**Work required**
Look for the line containing "Target: dried brown husk" in the listing below. Retype that line and every subsequent line through the last one, and only those.

**Data provided**
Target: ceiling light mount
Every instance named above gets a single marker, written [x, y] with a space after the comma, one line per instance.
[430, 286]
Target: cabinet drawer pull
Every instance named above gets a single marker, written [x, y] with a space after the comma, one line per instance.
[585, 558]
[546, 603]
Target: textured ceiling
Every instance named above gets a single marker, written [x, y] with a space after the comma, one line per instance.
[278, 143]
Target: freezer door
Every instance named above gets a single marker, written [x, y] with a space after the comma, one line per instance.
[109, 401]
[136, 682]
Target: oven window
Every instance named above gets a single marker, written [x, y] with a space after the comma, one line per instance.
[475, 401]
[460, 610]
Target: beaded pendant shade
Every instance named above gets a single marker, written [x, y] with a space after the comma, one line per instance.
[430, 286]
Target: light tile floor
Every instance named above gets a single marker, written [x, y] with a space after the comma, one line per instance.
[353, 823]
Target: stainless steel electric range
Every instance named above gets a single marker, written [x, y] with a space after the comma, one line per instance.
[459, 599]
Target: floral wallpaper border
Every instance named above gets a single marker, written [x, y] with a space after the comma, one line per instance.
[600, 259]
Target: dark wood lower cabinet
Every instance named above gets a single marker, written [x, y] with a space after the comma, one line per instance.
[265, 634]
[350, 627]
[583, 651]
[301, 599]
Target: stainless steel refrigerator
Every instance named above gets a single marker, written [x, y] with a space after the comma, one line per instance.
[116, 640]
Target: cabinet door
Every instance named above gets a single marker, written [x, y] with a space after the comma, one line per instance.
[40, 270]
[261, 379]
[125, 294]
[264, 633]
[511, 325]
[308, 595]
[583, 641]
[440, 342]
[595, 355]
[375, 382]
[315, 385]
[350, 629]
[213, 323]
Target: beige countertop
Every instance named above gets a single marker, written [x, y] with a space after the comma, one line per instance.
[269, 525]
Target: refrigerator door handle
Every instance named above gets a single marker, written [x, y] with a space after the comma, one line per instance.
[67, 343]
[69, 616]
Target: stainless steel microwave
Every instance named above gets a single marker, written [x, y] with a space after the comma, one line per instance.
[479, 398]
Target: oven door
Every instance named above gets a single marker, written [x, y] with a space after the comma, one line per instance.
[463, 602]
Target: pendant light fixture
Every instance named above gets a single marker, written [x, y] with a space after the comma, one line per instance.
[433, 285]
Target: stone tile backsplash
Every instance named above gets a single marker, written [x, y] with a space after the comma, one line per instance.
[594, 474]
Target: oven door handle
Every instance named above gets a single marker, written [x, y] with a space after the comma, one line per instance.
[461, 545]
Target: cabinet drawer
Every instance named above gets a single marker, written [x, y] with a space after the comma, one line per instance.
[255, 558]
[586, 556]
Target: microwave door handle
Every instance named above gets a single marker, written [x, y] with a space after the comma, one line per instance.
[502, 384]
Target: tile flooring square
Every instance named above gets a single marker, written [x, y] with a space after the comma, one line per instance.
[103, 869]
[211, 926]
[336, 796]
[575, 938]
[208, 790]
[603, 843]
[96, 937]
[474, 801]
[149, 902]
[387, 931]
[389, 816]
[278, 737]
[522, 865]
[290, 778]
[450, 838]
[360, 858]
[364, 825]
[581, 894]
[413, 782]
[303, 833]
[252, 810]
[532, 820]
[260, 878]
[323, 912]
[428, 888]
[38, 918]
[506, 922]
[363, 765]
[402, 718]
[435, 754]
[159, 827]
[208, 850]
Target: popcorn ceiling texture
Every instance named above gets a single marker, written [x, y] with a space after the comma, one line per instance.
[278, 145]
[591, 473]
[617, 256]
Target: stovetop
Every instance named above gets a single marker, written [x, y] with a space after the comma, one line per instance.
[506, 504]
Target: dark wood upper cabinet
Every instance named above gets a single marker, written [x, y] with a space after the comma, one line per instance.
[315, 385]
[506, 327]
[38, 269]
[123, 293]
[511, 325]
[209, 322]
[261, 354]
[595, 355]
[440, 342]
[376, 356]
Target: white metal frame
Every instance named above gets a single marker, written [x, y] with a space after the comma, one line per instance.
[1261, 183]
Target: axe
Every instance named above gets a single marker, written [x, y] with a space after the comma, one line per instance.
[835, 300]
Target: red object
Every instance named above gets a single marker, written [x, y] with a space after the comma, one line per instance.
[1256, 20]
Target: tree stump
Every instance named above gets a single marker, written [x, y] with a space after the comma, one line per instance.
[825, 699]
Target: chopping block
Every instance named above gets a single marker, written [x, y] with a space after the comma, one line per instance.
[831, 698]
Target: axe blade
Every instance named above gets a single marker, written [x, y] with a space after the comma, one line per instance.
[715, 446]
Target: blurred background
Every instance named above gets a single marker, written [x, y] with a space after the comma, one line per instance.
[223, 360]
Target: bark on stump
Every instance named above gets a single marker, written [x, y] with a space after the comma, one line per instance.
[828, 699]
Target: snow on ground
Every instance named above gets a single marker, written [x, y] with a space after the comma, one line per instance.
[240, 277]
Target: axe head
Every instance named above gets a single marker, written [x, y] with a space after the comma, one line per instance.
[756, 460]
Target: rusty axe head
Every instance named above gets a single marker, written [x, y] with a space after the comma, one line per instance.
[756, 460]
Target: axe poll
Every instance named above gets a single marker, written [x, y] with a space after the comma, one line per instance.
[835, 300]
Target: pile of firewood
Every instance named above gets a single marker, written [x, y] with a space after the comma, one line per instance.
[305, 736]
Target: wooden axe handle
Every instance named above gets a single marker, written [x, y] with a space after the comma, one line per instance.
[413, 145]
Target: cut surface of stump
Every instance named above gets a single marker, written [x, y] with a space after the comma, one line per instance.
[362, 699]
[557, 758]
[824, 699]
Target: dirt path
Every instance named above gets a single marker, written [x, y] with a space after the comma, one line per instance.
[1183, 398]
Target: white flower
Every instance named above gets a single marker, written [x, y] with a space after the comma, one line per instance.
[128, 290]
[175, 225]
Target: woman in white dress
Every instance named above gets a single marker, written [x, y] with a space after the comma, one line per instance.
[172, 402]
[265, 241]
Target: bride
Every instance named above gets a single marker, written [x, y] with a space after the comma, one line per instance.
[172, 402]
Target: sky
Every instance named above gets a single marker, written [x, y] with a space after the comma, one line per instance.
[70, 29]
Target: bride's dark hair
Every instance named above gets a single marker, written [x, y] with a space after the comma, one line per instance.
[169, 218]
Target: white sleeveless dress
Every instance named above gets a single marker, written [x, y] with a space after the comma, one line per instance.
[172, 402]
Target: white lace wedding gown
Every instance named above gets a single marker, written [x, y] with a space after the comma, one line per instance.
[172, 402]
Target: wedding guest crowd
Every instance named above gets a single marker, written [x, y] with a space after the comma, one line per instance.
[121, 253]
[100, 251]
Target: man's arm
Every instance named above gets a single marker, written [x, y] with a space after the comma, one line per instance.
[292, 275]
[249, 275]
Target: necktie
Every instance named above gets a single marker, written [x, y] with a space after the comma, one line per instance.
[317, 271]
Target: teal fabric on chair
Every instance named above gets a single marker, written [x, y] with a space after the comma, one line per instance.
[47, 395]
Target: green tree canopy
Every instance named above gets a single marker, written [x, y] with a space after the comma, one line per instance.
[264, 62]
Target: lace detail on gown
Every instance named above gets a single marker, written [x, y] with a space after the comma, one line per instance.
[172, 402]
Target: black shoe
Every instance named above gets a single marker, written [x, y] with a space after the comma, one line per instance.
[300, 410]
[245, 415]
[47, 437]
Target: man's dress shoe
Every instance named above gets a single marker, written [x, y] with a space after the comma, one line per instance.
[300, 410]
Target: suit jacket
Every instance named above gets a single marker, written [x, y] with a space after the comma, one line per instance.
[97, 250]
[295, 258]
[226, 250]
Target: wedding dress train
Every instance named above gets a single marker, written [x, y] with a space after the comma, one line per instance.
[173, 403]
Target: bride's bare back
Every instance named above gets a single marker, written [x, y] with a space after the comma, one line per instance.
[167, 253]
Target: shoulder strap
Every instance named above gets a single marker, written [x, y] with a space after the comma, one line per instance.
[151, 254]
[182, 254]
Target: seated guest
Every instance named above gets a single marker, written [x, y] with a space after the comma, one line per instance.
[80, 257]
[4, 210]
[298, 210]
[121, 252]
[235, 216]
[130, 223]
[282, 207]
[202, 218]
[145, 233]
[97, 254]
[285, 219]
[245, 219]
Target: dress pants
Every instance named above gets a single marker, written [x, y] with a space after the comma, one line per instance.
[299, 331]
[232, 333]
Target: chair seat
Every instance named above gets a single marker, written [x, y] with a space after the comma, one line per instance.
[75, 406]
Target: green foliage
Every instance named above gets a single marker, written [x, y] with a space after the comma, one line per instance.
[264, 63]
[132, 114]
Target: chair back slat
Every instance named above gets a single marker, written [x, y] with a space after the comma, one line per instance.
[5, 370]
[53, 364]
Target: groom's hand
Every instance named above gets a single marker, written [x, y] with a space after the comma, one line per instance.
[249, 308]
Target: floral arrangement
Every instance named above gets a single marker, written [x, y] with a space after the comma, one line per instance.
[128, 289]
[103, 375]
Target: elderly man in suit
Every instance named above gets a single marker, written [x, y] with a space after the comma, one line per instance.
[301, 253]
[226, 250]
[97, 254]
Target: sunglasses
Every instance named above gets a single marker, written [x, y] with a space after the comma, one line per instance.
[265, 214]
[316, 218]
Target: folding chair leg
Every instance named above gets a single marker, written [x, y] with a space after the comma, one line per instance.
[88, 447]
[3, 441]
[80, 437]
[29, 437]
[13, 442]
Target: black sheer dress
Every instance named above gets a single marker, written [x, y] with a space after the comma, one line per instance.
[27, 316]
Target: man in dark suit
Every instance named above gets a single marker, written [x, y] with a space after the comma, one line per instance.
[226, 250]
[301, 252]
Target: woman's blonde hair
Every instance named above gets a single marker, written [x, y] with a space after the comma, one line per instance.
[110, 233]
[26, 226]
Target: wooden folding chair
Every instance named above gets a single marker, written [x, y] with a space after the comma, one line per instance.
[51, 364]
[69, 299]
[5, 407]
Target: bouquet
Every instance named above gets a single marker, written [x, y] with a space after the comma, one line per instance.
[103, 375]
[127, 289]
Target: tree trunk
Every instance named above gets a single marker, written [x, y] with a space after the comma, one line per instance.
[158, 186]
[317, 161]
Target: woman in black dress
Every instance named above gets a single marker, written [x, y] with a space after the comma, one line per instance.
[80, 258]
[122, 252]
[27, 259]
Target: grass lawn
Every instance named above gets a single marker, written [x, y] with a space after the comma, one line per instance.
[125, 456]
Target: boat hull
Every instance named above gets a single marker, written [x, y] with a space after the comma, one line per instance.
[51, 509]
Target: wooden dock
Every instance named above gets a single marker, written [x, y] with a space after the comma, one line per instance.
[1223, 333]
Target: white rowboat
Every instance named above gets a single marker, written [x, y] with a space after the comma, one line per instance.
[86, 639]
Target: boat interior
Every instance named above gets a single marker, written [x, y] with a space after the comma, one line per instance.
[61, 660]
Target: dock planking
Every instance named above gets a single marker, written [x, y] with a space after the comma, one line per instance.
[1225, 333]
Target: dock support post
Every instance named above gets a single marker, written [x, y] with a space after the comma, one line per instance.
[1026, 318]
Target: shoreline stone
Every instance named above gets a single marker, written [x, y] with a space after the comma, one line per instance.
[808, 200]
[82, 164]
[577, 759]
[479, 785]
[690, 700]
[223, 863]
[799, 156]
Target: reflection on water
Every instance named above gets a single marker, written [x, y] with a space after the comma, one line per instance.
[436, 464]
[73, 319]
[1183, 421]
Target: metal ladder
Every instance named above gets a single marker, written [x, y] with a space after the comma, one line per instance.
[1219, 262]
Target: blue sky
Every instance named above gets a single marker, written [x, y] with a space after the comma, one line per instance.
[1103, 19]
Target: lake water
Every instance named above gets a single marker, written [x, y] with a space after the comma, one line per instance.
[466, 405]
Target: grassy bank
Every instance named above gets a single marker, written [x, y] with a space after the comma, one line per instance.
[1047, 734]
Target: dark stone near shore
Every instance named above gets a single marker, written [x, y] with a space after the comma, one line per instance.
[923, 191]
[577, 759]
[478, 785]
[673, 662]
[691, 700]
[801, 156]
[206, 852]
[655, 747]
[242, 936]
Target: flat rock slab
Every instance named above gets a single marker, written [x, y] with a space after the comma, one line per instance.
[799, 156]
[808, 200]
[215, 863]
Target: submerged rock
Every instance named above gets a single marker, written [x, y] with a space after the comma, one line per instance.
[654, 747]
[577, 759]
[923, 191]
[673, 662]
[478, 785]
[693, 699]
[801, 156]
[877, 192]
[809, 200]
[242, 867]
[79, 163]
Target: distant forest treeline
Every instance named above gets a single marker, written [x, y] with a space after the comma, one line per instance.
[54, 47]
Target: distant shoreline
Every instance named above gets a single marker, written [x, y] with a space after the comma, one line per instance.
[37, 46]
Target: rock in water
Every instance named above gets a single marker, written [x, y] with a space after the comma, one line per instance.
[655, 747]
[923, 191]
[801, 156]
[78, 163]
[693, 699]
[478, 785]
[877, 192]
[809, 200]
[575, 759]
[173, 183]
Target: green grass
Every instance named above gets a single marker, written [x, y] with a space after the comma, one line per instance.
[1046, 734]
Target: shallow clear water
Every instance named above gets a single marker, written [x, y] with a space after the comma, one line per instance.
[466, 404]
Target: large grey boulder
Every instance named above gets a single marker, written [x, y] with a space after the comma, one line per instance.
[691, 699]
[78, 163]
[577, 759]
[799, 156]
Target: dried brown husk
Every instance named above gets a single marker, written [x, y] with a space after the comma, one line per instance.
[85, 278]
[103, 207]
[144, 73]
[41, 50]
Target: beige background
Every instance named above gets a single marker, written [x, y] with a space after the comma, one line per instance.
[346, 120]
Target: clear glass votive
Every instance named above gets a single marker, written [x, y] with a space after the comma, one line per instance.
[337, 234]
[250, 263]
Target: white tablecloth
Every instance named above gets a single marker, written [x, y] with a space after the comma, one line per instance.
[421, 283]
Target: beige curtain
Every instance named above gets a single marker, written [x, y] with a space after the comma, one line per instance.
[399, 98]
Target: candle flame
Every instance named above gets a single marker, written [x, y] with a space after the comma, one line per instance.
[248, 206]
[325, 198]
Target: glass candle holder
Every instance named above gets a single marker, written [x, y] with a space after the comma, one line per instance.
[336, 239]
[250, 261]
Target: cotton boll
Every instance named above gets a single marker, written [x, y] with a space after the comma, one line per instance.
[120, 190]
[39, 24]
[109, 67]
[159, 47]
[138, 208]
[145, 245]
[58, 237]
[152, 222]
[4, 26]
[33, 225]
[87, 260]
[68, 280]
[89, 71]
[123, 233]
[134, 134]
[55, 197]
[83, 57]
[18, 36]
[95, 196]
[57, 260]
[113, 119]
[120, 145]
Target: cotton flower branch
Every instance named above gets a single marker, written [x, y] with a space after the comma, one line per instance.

**Output for this exercise**
Target: dried brown husk
Every instance named above gets a single marker, written [x, y] with a space after the comma, one line per instance.
[85, 278]
[103, 207]
[144, 73]
[41, 50]
Target: beige background
Every instance named above gets a single marker, written [x, y] with a space after the comma, one line per instance.
[346, 120]
Target: clear glass votive
Every instance named above gets a single marker, written [x, y] with a space after the comma, one line per instance.
[337, 234]
[250, 263]
Target: white tablecloth
Every instance named above gets a single marker, written [x, y] with a space after the comma, one line per instance.
[421, 283]
Target: beige curtain
Every instance named above gets a single marker, written [x, y] with a space after the comma, one line per instance.
[399, 98]
Target: candle flame
Every instance named above gets a single marker, written [x, y] with a space after the comma, one line per instance.
[248, 206]
[325, 198]
Target: glass candle holder
Every instance named above gets a single marker, written [x, y] with a space after the comma, one line per instance.
[336, 239]
[250, 261]
Target: cotton boll
Every instance named above gets a single marker, written [x, y] with a space after the comma, one line per instance.
[120, 190]
[39, 24]
[109, 67]
[159, 47]
[138, 208]
[145, 245]
[58, 237]
[152, 222]
[4, 26]
[33, 225]
[87, 260]
[68, 280]
[89, 71]
[123, 233]
[134, 134]
[55, 197]
[83, 57]
[18, 36]
[95, 196]
[57, 260]
[113, 119]
[120, 145]
Target: cotton flower branch
Every instance named above gets a single marker, written [x, y] with a space after the comma, one line per instance.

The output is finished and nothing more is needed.